• Texto
Nesse imenso território, vivem ao menos 180 povos indígenas distintos, além de grupos considerados “isolados”. Em toda a Amazônia Legal, existem cerca de 114 registros da presença desses indígenas que optaram por viver de forma livre e autônoma, sem contato com a sociedade envolvente.
Porém, a maior floresta tropical do planeta, e nossas terras indígenas, estão cada vez mais ameaçadas pelo desmatamento e pela cobiça de madeireiros, garimpeiros, pecuaristas e investidores do agronegócio. Muitas regiões são de difícil acesso e as políticas públicas raramente chegam até as populações mais afastadas.
Sabedor da importância desse julgamento para os povos indígenas, a COIAB elenca os principais aspectos do voto do ministro Luiz Edson Fachin, manifestando apoio incondicional para a reafirmação do direito originário dos povos indígenas as suas terras tradicionalmente ocupadas.
Pontos importantes do voto do ministro relator Luiz Edson Fachin:
Em primeiro lugar, incide sobre o disposto no artigo 231 do texto constitucional a previsão do artigo 60, § 4º da Carta Magna, consistindo, pois, cláusula pétrea à atuação do constituinte reformador, que resta impedido de promover modificações tendentes a abolir ou dificultar o exercício dos direitos individuais e coletivos emanados do comando constitucional do artigo citado.
Em segundo lugar, os direitos emanados do artigo 231 da CF/88, enquanto direitos fundamentais, estão imunes às decisões das maiorias legislativas eventuais com potencial de coartar o exercício desses direitos, uma vez que consistem em compromissos firmados pelo constituinte originário, além de terem sido assumidos pelo Estado Brasileiro perante diversas instâncias internacionais (como, por exemplo, a Convenção 169 da Organização Internacional do Trabalho e a Declaração das nações Unidas sobre os Povos Indígenas). Portanto, consistem em obrigações exigíveis perante a Administração Pública, consistindo em dever estrutural a ser desempenhado pelo Estado, e não meramente conjuntural.
Em terceiro lugar, por se tratar de direito fundamental, aplica-se aos direitos indígenas a vedação ao retrocesso e a proibição da proteção deficiente de seus direitos, uma vez que atrelados à própria condição de existência e sobrevivência das comunidades e de seu modo de viver.
Finalmente, em consonância com o entendimento acima manifestado, entende-se que, por se tratar de direito fundamental, a interpretação adequada à aplicação do artigo 231 deve levar em consideração o princípio da máxima eficácia das normas constitucionais, pois se nos termos do artigo 5º, §2º do texto constitucional, “os direitos e garantias expressos nesta Constituição não excluem outros decorrentes do regime e dos princípios por ela adotados, ou dos tratados internacionais em que a República Federativa do Brasil seja parte”, faz-se necessário manter coerência com uma hermenêutica que cumpra os objetivos da Constituição.

• Material fornecido
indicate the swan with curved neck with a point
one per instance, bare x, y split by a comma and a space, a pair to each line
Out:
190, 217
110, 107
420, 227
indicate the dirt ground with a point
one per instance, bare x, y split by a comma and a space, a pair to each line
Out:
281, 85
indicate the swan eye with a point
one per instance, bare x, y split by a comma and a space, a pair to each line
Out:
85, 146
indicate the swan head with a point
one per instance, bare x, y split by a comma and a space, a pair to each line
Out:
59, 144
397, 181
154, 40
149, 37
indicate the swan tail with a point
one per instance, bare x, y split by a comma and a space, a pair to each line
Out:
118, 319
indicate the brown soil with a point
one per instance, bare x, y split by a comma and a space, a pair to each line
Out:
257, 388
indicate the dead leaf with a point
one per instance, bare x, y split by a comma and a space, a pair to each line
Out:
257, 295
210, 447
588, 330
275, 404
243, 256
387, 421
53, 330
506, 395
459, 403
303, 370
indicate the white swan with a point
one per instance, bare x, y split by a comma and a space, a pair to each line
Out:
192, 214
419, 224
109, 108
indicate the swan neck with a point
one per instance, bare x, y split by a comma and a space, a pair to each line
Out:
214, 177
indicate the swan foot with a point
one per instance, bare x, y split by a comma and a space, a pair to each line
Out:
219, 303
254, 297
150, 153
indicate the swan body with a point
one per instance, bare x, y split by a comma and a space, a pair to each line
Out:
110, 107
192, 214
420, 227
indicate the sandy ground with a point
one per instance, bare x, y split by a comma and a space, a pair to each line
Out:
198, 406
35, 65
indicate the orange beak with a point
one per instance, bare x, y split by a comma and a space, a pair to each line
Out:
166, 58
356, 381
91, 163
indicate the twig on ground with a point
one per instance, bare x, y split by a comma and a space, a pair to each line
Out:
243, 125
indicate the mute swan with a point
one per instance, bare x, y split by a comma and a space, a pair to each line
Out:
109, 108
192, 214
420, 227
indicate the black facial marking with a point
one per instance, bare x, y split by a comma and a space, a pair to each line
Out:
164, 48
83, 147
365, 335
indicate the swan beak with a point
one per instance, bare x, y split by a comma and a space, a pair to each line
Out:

• Complete o seguinte
1. De acordo com o texto, quantos registros da presença de indígenas isolados existem na Amazônia Legal?
2. Transcreva do texto o trecho que começa com as palavras "Finalmente, em consonância" e termina com "objetivos da Constituição.".
As entradas não têm nenhuma relação com esta atividade.

• Respostas
1. Cerca de 114 registros.

2.
Finalmente, em consonância com o entendimento acima manifestado, entende-se que, por se tratar de direito fundamental, a interpretação adequada à aplicação do artigo 231 deve levar em consideração o princípio da máxima eficácia das normas constitucionais, pois se nos termos do artigo 5º, §2º do texto constitucional, “os direitos e garantias expressos nesta Constituição não excluem outros decorrentes do regime e dos princípios por ela adotados, ou dos tratados internacionais em que a República Federativa do Brasil seja parte”, faz-se necessário manter coerência com uma hermenêutica que cumpra os objetivos da Constituição.